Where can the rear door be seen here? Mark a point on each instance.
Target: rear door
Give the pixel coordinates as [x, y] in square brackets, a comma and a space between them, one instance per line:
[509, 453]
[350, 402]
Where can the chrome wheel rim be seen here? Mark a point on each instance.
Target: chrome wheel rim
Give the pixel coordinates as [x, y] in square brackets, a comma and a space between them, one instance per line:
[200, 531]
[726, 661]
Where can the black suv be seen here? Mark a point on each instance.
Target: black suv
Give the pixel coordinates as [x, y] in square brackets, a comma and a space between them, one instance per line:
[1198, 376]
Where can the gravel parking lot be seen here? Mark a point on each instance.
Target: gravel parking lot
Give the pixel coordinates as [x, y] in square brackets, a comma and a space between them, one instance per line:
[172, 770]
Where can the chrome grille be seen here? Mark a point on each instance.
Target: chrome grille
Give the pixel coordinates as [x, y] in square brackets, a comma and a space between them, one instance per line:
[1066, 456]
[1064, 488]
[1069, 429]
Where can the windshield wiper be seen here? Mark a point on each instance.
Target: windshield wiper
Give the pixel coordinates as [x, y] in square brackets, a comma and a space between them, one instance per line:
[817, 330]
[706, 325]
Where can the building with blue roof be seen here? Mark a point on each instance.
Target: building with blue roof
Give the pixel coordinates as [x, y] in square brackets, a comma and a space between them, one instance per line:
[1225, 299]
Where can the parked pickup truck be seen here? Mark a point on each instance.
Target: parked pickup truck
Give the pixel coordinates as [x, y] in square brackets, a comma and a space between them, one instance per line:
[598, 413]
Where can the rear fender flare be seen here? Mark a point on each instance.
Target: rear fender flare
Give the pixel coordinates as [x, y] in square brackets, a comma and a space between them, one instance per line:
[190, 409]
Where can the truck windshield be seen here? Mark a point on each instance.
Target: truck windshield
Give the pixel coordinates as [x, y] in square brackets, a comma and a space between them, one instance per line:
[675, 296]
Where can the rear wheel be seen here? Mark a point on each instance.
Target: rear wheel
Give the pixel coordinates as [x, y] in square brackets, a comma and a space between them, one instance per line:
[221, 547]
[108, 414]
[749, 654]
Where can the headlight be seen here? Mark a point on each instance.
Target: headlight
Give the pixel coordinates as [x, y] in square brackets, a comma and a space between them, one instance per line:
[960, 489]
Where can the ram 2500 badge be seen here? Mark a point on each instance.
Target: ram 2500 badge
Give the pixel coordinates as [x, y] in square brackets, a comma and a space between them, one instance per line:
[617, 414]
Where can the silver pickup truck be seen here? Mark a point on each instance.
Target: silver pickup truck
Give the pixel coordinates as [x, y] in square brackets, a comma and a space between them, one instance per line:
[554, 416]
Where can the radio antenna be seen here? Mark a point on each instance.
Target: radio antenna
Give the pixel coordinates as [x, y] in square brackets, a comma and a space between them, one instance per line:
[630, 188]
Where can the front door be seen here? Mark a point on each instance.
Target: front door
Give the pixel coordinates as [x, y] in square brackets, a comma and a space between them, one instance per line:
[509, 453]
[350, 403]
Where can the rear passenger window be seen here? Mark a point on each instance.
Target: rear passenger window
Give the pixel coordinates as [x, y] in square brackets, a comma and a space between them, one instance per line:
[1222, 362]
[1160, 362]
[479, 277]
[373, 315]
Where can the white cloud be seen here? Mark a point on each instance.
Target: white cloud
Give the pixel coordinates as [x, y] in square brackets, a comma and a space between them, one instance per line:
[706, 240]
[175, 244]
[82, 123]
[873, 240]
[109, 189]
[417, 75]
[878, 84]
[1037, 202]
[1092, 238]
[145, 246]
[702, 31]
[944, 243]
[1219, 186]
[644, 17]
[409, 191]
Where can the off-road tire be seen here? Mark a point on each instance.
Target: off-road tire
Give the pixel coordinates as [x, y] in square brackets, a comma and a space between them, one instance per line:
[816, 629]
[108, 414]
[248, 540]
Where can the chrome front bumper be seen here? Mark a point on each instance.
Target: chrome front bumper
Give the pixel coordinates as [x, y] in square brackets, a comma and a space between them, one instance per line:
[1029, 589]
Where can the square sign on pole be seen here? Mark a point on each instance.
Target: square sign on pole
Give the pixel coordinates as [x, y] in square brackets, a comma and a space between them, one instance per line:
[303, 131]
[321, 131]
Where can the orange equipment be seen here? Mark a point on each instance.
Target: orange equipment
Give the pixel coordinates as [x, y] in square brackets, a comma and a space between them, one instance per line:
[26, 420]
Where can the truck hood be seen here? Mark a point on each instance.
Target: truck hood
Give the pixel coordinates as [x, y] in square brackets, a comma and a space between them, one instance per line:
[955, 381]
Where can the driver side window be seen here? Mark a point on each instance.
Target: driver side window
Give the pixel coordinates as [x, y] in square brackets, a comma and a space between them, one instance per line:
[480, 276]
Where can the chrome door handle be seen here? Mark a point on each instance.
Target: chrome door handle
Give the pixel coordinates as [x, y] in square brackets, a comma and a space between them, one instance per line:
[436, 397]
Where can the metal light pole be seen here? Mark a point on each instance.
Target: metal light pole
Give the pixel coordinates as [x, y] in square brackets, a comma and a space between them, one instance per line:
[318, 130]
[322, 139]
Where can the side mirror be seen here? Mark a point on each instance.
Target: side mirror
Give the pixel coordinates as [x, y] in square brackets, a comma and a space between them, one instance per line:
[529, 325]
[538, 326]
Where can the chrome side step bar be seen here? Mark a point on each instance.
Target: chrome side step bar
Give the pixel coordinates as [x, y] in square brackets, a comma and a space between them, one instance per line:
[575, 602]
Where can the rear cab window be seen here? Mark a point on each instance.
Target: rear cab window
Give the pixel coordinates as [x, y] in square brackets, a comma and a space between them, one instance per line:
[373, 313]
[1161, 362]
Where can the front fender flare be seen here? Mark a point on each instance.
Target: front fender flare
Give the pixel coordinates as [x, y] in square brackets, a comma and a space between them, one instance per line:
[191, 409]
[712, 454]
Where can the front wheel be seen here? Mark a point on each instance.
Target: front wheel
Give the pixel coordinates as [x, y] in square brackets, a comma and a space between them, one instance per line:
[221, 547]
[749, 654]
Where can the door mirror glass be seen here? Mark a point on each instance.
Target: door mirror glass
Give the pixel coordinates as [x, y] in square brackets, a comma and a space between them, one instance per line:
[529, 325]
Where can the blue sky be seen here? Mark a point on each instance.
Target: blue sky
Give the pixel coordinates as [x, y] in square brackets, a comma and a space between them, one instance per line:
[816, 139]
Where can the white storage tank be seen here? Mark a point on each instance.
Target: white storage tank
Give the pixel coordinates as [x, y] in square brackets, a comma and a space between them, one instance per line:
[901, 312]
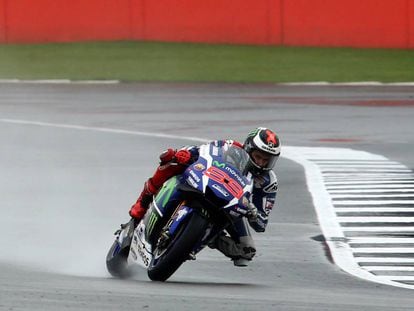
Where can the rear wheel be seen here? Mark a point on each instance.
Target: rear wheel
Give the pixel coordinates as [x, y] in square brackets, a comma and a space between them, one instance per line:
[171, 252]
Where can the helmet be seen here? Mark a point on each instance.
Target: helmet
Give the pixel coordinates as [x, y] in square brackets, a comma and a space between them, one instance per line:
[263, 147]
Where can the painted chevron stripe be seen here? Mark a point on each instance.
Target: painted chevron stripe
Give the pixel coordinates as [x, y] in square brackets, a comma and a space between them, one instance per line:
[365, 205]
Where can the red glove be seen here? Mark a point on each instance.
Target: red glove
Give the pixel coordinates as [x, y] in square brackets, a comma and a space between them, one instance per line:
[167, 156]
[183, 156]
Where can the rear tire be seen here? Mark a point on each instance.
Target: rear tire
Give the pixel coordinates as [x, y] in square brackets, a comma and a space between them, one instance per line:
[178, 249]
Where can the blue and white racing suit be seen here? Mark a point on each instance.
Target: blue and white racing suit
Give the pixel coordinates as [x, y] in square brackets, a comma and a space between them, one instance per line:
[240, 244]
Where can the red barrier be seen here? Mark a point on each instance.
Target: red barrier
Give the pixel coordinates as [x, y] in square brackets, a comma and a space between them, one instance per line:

—————

* **To do**
Print the line containing "Where can the red glove" and every line after it to the end of the records above, exactly as written, and nothing else.

* **Reply to the task**
Where can the red glove be seen here? Mark a point on each instance.
Target: red glove
Give the pixel coordinates as [x, y] in square brackets, a comma and a space between them, one instance per line:
[167, 156]
[183, 156]
Where can the rear tire be seen here? Mark a point on each instance.
Target: rear tire
Give the pixel coordinates as [x, y] in square brackets, a comma and a space between them, one instance per line:
[178, 249]
Where can the blue and white racing suit be seen here? Mark a point on each instance.
Target: blue and white racing suit
Give the pixel coordinates as [x, y] in square brackets, a comma and a space between them, one instance per line:
[240, 244]
Where can the red barrier be seen here? Mark a point on each instance.
Target: red barrier
Give the pixel coordinates as [x, y] in square brackets, a comma and a space between them, one instance per line:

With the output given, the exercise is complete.